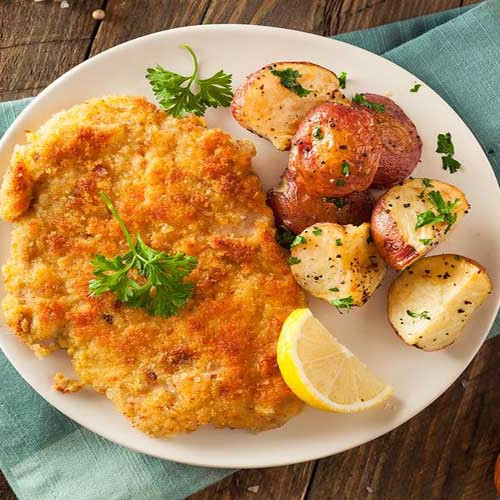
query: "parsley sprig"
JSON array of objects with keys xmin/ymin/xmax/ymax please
[
  {"xmin": 146, "ymin": 45, "xmax": 233, "ymax": 117},
  {"xmin": 415, "ymin": 191, "xmax": 460, "ymax": 234},
  {"xmin": 89, "ymin": 191, "xmax": 197, "ymax": 318},
  {"xmin": 270, "ymin": 68, "xmax": 311, "ymax": 97}
]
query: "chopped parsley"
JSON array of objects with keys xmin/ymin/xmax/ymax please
[
  {"xmin": 415, "ymin": 191, "xmax": 460, "ymax": 234},
  {"xmin": 352, "ymin": 94, "xmax": 385, "ymax": 113},
  {"xmin": 406, "ymin": 310, "xmax": 431, "ymax": 319},
  {"xmin": 340, "ymin": 160, "xmax": 351, "ymax": 177},
  {"xmin": 270, "ymin": 68, "xmax": 311, "ymax": 97},
  {"xmin": 322, "ymin": 196, "xmax": 345, "ymax": 208},
  {"xmin": 332, "ymin": 295, "xmax": 354, "ymax": 309},
  {"xmin": 339, "ymin": 71, "xmax": 347, "ymax": 89},
  {"xmin": 313, "ymin": 127, "xmax": 324, "ymax": 141},
  {"xmin": 436, "ymin": 132, "xmax": 462, "ymax": 174},
  {"xmin": 290, "ymin": 234, "xmax": 307, "ymax": 248}
]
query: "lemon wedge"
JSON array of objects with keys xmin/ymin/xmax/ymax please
[{"xmin": 277, "ymin": 309, "xmax": 392, "ymax": 413}]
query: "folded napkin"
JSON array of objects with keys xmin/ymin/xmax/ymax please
[{"xmin": 0, "ymin": 0, "xmax": 500, "ymax": 500}]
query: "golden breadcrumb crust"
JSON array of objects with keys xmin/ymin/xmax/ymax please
[{"xmin": 0, "ymin": 96, "xmax": 305, "ymax": 436}]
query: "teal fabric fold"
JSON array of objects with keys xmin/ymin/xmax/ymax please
[{"xmin": 0, "ymin": 0, "xmax": 500, "ymax": 500}]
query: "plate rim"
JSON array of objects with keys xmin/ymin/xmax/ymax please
[{"xmin": 0, "ymin": 24, "xmax": 500, "ymax": 469}]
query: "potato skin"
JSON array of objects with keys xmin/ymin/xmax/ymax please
[
  {"xmin": 371, "ymin": 179, "xmax": 469, "ymax": 270},
  {"xmin": 387, "ymin": 254, "xmax": 493, "ymax": 351},
  {"xmin": 267, "ymin": 170, "xmax": 374, "ymax": 234},
  {"xmin": 231, "ymin": 61, "xmax": 349, "ymax": 151},
  {"xmin": 357, "ymin": 94, "xmax": 422, "ymax": 189},
  {"xmin": 288, "ymin": 102, "xmax": 382, "ymax": 196}
]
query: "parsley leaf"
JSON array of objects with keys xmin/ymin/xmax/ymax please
[
  {"xmin": 89, "ymin": 191, "xmax": 197, "ymax": 318},
  {"xmin": 321, "ymin": 196, "xmax": 345, "ymax": 208},
  {"xmin": 332, "ymin": 295, "xmax": 354, "ymax": 309},
  {"xmin": 312, "ymin": 127, "xmax": 324, "ymax": 141},
  {"xmin": 415, "ymin": 191, "xmax": 460, "ymax": 234},
  {"xmin": 441, "ymin": 155, "xmax": 462, "ymax": 174},
  {"xmin": 146, "ymin": 45, "xmax": 233, "ymax": 117},
  {"xmin": 270, "ymin": 68, "xmax": 311, "ymax": 97},
  {"xmin": 340, "ymin": 160, "xmax": 351, "ymax": 177},
  {"xmin": 406, "ymin": 310, "xmax": 431, "ymax": 319},
  {"xmin": 290, "ymin": 234, "xmax": 307, "ymax": 248},
  {"xmin": 339, "ymin": 71, "xmax": 347, "ymax": 89},
  {"xmin": 436, "ymin": 132, "xmax": 455, "ymax": 156},
  {"xmin": 352, "ymin": 94, "xmax": 385, "ymax": 113}
]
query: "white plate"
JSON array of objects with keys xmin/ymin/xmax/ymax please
[{"xmin": 0, "ymin": 25, "xmax": 500, "ymax": 467}]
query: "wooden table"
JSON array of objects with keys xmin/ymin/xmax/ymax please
[{"xmin": 0, "ymin": 0, "xmax": 500, "ymax": 500}]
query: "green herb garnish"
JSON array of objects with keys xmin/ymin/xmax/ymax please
[
  {"xmin": 441, "ymin": 156, "xmax": 462, "ymax": 174},
  {"xmin": 352, "ymin": 94, "xmax": 385, "ymax": 113},
  {"xmin": 340, "ymin": 160, "xmax": 351, "ymax": 177},
  {"xmin": 406, "ymin": 310, "xmax": 431, "ymax": 319},
  {"xmin": 290, "ymin": 234, "xmax": 307, "ymax": 248},
  {"xmin": 312, "ymin": 127, "xmax": 324, "ymax": 141},
  {"xmin": 415, "ymin": 191, "xmax": 460, "ymax": 234},
  {"xmin": 270, "ymin": 68, "xmax": 311, "ymax": 97},
  {"xmin": 89, "ymin": 191, "xmax": 197, "ymax": 318},
  {"xmin": 332, "ymin": 295, "xmax": 354, "ymax": 309},
  {"xmin": 146, "ymin": 45, "xmax": 233, "ymax": 117},
  {"xmin": 339, "ymin": 71, "xmax": 347, "ymax": 89}
]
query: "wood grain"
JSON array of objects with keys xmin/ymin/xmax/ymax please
[{"xmin": 0, "ymin": 0, "xmax": 103, "ymax": 100}]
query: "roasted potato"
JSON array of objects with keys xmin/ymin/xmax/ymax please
[
  {"xmin": 288, "ymin": 102, "xmax": 382, "ymax": 196},
  {"xmin": 267, "ymin": 169, "xmax": 374, "ymax": 234},
  {"xmin": 290, "ymin": 222, "xmax": 386, "ymax": 309},
  {"xmin": 357, "ymin": 94, "xmax": 422, "ymax": 188},
  {"xmin": 231, "ymin": 62, "xmax": 349, "ymax": 151},
  {"xmin": 388, "ymin": 254, "xmax": 493, "ymax": 351},
  {"xmin": 371, "ymin": 179, "xmax": 469, "ymax": 269}
]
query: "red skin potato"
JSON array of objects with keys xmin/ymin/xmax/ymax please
[
  {"xmin": 288, "ymin": 102, "xmax": 382, "ymax": 196},
  {"xmin": 371, "ymin": 196, "xmax": 419, "ymax": 270},
  {"xmin": 267, "ymin": 170, "xmax": 374, "ymax": 234},
  {"xmin": 356, "ymin": 94, "xmax": 422, "ymax": 189}
]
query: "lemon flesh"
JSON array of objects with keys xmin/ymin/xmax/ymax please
[{"xmin": 277, "ymin": 309, "xmax": 393, "ymax": 413}]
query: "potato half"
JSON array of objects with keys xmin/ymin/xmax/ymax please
[
  {"xmin": 231, "ymin": 62, "xmax": 349, "ymax": 151},
  {"xmin": 371, "ymin": 179, "xmax": 469, "ymax": 269},
  {"xmin": 388, "ymin": 254, "xmax": 493, "ymax": 351},
  {"xmin": 267, "ymin": 169, "xmax": 374, "ymax": 234},
  {"xmin": 290, "ymin": 223, "xmax": 386, "ymax": 307}
]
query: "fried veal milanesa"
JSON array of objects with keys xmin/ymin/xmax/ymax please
[{"xmin": 0, "ymin": 97, "xmax": 304, "ymax": 436}]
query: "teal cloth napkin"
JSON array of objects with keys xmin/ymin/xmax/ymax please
[{"xmin": 0, "ymin": 0, "xmax": 500, "ymax": 500}]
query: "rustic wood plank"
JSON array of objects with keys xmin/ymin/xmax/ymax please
[
  {"xmin": 308, "ymin": 338, "xmax": 500, "ymax": 500},
  {"xmin": 91, "ymin": 0, "xmax": 210, "ymax": 55},
  {"xmin": 189, "ymin": 462, "xmax": 314, "ymax": 500},
  {"xmin": 0, "ymin": 0, "xmax": 103, "ymax": 100}
]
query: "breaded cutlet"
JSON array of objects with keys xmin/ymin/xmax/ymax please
[{"xmin": 0, "ymin": 96, "xmax": 305, "ymax": 436}]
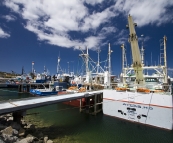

..............................

Direction: Find each line of the records that contains the word "skin" and copy it out.

Complete answer:
query: "potato skin"
query: "red skin potato"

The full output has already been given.